─── Source material
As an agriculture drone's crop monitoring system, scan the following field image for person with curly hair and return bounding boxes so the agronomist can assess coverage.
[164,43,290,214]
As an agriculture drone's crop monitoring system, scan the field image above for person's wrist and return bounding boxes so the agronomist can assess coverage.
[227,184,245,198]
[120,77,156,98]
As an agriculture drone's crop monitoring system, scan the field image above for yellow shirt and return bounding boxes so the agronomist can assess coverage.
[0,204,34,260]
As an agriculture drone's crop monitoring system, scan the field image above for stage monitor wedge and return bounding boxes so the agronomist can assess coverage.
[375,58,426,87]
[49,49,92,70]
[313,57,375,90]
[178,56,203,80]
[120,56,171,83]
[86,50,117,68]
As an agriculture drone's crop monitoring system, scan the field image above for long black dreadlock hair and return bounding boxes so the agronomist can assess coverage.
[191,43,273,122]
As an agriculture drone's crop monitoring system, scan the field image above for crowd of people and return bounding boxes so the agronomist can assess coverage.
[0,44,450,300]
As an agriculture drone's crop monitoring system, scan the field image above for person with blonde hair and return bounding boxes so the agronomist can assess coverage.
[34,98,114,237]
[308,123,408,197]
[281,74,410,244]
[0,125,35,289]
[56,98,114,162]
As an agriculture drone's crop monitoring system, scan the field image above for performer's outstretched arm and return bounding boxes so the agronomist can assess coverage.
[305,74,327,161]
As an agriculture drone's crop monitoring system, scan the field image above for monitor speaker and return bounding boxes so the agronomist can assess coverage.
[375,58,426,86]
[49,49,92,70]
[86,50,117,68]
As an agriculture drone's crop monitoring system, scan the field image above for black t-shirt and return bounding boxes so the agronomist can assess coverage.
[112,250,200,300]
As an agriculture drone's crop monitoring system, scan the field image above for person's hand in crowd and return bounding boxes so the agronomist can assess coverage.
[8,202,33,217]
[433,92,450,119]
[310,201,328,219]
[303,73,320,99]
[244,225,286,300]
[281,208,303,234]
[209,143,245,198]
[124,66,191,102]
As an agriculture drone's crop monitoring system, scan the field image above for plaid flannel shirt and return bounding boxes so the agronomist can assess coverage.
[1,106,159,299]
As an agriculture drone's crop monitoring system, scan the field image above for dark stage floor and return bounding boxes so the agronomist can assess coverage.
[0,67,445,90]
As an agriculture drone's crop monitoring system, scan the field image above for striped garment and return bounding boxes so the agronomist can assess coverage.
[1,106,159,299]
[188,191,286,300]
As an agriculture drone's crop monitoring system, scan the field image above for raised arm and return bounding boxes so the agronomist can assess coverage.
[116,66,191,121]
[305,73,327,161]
──────
─── Source material
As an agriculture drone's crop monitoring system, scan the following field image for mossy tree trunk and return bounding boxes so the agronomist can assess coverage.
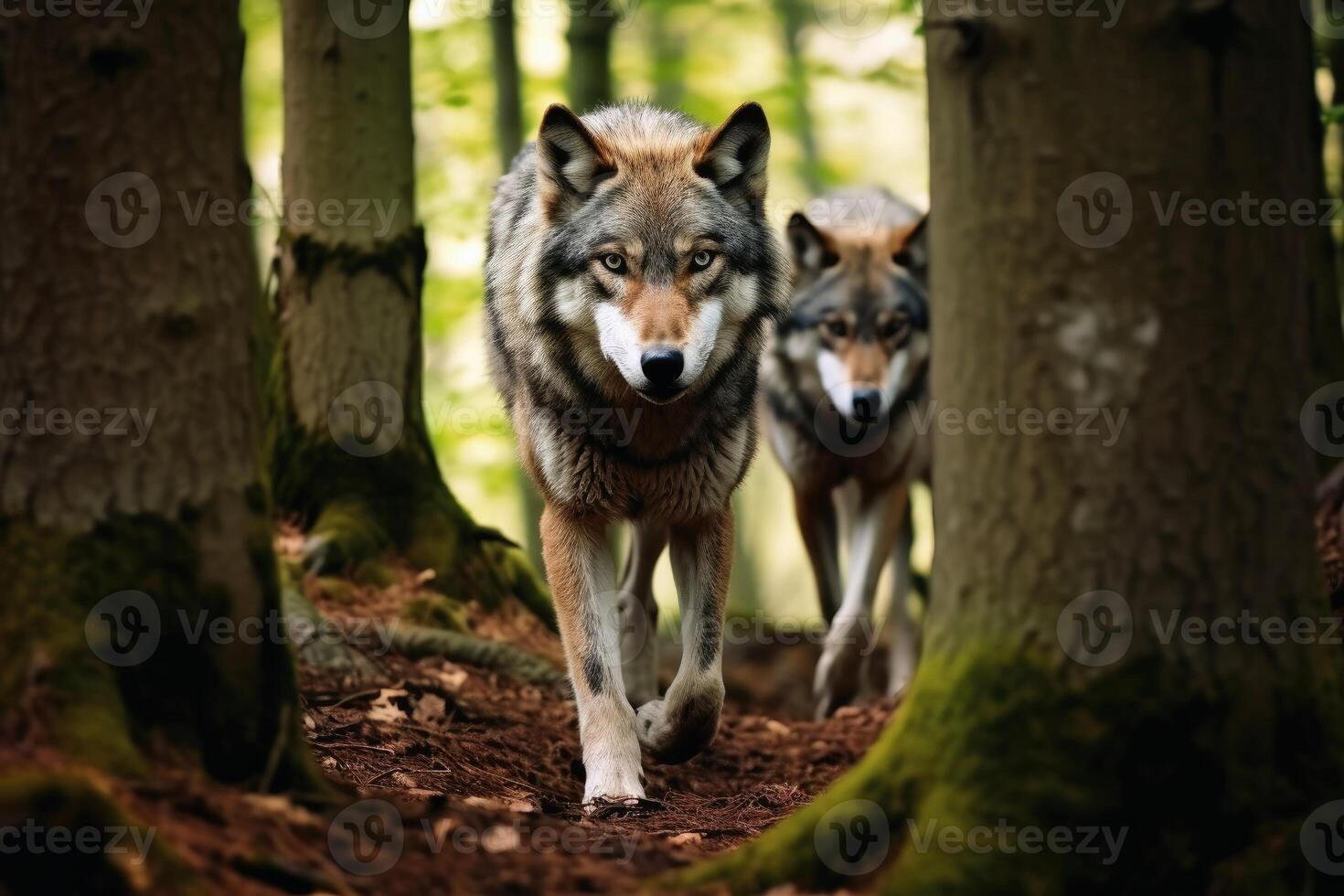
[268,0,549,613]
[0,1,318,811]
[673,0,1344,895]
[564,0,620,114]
──────
* [What to produce] Copy out, unchanged, the lines from the one containing "above for stage" through the one containing "[0,44,450,300]", including both of those lines.

* [Output for this task]
As an agriculture drone's crop monitoring system, scan the field image above for stage monitor wedge and return bounding boxes so the agronomist can assess coverage.
[375,58,426,87]
[49,49,92,70]
[313,57,375,90]
[178,56,203,80]
[120,56,171,83]
[86,50,117,68]
As an agriculture drone's crop monitoring system, scan the field image above for long black dreadlock hair and return bounding boxes so the agronomist can assess coverage.
[191,43,273,122]
As an agriculture drone's crop monitoring system, scan the field image above for crowd of people and return bounding boxes so the agronomist can assess coverage.
[0,44,450,300]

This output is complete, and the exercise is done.